What to do - Go through the data line by line. Copy each one holding the string "present".

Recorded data
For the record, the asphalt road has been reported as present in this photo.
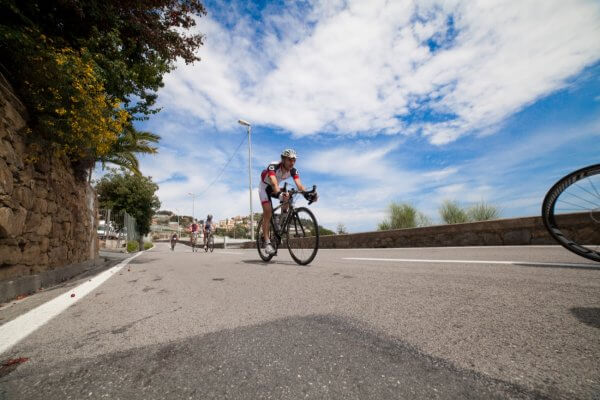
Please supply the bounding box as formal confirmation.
[0,243,598,399]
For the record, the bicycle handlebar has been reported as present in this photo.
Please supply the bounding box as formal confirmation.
[270,184,317,196]
[273,183,317,204]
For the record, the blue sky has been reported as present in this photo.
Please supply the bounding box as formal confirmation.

Task result -
For the record, the asphalt road has been reported as present in this photo.
For the record, the bicycle handlebar has been reported as present in this photo.
For the record, the blue sky has been reported as present in this photo.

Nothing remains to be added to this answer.